*Written instruction*: Repeat verbatim the items from the line with "above for orange" to the line with "[111,93,127,110]", including both of those lines.

━━━

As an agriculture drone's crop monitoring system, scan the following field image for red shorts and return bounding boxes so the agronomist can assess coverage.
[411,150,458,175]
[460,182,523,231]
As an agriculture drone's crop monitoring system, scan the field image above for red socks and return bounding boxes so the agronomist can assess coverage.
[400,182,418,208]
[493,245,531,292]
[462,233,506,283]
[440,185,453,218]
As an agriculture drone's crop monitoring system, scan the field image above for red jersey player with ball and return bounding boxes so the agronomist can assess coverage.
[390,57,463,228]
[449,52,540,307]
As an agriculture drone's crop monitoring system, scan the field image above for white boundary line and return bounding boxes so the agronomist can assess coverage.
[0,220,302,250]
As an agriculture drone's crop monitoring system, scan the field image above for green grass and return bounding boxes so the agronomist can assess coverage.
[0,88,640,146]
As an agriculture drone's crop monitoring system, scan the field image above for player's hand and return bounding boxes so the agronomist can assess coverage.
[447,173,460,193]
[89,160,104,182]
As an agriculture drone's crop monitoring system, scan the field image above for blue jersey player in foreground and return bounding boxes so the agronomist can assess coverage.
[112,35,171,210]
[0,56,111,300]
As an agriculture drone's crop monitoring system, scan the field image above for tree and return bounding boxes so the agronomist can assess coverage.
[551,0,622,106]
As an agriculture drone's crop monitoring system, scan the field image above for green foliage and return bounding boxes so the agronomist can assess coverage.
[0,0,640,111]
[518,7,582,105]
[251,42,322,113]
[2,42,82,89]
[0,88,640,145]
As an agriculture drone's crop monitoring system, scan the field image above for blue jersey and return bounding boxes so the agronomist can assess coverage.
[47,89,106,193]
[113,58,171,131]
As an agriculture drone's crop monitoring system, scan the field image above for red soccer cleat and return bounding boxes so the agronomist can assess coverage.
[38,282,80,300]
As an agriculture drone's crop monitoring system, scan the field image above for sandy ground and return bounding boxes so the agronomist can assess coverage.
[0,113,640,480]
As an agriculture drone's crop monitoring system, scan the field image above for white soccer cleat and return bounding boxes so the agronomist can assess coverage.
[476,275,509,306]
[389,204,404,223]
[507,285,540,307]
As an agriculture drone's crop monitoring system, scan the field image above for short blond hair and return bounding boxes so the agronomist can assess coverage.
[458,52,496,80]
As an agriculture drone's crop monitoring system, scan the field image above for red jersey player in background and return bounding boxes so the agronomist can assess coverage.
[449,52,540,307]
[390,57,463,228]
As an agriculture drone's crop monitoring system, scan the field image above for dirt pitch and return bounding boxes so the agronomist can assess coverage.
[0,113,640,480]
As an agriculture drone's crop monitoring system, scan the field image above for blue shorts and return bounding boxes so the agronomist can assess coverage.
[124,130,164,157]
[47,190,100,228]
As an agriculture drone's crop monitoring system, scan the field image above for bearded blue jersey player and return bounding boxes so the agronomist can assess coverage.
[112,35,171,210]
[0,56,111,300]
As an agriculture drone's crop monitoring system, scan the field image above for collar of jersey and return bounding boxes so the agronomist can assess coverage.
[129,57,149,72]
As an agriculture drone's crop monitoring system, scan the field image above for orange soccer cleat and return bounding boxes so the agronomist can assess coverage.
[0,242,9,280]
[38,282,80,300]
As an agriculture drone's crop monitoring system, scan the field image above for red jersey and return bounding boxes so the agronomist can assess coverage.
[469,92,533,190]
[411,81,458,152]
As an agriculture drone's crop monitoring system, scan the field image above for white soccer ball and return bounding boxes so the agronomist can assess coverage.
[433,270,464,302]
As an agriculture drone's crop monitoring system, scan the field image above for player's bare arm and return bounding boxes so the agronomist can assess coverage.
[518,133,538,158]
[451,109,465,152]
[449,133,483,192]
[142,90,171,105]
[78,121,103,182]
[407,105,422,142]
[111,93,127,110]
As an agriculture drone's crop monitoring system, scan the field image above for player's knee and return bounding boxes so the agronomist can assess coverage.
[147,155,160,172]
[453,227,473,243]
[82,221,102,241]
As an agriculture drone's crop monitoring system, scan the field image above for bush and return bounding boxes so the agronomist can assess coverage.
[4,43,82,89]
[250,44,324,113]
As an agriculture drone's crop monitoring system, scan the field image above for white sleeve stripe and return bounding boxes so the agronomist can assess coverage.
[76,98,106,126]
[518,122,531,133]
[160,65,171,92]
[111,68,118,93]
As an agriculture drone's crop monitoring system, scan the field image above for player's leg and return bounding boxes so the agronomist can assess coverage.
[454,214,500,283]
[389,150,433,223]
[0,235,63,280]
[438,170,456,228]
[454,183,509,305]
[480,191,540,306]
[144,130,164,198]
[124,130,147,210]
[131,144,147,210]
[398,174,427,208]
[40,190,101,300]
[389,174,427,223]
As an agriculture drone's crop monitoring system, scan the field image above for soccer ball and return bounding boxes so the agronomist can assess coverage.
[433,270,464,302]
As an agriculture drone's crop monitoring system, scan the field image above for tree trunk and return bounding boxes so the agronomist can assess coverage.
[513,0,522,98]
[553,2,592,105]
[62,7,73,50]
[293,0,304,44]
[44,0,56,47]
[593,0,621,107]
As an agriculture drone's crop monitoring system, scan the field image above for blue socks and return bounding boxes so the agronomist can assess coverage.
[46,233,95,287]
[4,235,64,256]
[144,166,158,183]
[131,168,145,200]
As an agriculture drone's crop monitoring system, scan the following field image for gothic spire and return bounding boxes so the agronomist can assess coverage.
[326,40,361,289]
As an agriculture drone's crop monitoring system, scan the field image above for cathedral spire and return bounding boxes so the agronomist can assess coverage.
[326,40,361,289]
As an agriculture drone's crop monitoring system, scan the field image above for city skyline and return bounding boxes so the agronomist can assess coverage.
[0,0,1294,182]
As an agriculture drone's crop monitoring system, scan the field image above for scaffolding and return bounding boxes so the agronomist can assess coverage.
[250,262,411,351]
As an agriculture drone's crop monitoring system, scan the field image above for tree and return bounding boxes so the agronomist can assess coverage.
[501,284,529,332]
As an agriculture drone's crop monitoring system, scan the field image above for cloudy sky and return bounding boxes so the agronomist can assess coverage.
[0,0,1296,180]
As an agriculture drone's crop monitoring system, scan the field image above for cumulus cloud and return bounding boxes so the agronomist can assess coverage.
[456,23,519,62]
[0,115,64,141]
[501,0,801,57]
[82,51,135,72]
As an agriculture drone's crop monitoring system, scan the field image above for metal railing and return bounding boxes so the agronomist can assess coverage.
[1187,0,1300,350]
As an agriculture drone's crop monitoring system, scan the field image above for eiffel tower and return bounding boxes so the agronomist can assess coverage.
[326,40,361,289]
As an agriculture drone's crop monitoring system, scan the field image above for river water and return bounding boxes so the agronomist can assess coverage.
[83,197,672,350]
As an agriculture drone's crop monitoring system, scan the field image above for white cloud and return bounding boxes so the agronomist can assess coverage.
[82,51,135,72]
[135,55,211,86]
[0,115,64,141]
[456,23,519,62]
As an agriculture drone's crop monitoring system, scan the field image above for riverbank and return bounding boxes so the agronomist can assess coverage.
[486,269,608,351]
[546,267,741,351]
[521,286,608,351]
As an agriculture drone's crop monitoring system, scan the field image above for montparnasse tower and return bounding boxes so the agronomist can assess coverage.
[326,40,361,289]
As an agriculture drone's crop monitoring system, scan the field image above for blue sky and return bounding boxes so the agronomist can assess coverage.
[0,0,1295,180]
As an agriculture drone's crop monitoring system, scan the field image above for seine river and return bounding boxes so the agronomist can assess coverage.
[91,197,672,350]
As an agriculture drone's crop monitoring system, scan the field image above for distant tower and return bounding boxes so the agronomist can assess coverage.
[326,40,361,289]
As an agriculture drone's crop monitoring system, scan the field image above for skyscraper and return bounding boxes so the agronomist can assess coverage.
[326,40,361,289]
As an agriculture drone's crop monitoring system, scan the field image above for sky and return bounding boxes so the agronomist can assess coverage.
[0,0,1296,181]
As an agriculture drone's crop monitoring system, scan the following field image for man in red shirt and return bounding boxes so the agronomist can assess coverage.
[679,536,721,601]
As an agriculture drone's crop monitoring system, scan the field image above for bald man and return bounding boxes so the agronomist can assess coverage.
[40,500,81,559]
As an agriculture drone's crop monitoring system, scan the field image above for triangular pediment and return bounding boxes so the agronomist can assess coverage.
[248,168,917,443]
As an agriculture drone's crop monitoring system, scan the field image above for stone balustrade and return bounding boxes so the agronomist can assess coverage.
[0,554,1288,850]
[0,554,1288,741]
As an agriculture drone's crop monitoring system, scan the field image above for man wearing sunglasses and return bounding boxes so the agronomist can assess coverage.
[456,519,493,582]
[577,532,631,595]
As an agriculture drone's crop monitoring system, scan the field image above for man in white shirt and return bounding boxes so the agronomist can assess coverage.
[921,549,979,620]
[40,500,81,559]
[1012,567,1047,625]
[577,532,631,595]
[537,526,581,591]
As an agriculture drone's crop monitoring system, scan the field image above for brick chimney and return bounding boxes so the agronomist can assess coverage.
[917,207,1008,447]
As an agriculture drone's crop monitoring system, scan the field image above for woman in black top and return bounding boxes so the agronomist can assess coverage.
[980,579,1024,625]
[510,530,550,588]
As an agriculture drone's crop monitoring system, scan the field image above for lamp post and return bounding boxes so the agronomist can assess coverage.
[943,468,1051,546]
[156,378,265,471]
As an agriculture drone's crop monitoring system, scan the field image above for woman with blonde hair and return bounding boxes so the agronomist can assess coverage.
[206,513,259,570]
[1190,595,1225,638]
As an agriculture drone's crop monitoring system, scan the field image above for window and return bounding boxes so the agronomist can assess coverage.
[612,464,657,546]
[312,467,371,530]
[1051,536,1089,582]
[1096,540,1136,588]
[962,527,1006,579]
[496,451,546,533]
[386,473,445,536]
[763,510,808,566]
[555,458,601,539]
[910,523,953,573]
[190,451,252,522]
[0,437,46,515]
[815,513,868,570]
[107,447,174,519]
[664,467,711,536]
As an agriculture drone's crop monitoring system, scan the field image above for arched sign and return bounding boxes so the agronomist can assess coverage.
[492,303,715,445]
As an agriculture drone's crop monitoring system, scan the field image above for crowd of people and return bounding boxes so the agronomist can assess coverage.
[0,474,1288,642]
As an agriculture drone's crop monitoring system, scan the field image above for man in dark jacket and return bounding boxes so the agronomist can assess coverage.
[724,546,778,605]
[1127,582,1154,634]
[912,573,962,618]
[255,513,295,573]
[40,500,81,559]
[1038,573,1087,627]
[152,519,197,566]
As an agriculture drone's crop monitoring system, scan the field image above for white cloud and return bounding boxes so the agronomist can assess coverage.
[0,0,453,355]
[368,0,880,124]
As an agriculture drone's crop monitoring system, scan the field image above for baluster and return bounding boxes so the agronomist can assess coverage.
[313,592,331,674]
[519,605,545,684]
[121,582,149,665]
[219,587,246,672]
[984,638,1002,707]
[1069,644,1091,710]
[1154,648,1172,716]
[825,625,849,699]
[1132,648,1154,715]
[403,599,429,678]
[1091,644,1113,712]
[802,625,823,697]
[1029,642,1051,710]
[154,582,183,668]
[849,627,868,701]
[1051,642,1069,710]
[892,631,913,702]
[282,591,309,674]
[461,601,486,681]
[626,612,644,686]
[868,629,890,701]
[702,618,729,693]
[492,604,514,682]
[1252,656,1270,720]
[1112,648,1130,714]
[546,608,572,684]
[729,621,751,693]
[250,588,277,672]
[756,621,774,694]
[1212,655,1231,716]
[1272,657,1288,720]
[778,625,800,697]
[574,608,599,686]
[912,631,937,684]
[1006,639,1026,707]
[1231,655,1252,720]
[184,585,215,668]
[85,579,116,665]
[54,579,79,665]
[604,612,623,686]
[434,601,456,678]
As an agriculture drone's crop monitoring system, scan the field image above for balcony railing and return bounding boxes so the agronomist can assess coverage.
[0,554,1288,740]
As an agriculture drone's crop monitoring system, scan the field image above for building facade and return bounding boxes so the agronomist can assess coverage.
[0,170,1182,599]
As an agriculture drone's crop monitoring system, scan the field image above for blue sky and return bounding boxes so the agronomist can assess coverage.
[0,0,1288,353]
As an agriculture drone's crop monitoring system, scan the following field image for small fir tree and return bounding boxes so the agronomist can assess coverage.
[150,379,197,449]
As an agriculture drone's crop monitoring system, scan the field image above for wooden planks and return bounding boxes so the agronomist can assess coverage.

━━━

*Written response*:
As an agriculture drone's crop monitoring system, scan the field image above for orange soccer cleat and return bounding boxes so the agronomist can assess coverage.
[0,242,9,280]
[38,282,80,300]
As an agriculture drone's crop monitoring system, scan the field image above for red jersey and return bounding boxes so the agronomist can assess coverage.
[469,92,533,190]
[411,81,458,152]
As an agriculture drone's crop monitoring system, scan the field image above for white soccer ball and return bounding boxes so the agronomist can assess coverage.
[433,270,464,302]
As an agriculture drone's crop monitoring system, scan the field image above for player's bare arm and return bounding boxes so the agronomist can assess coverage.
[518,133,538,158]
[451,109,465,152]
[449,133,483,192]
[142,90,171,105]
[78,121,103,182]
[407,105,422,142]
[111,93,127,110]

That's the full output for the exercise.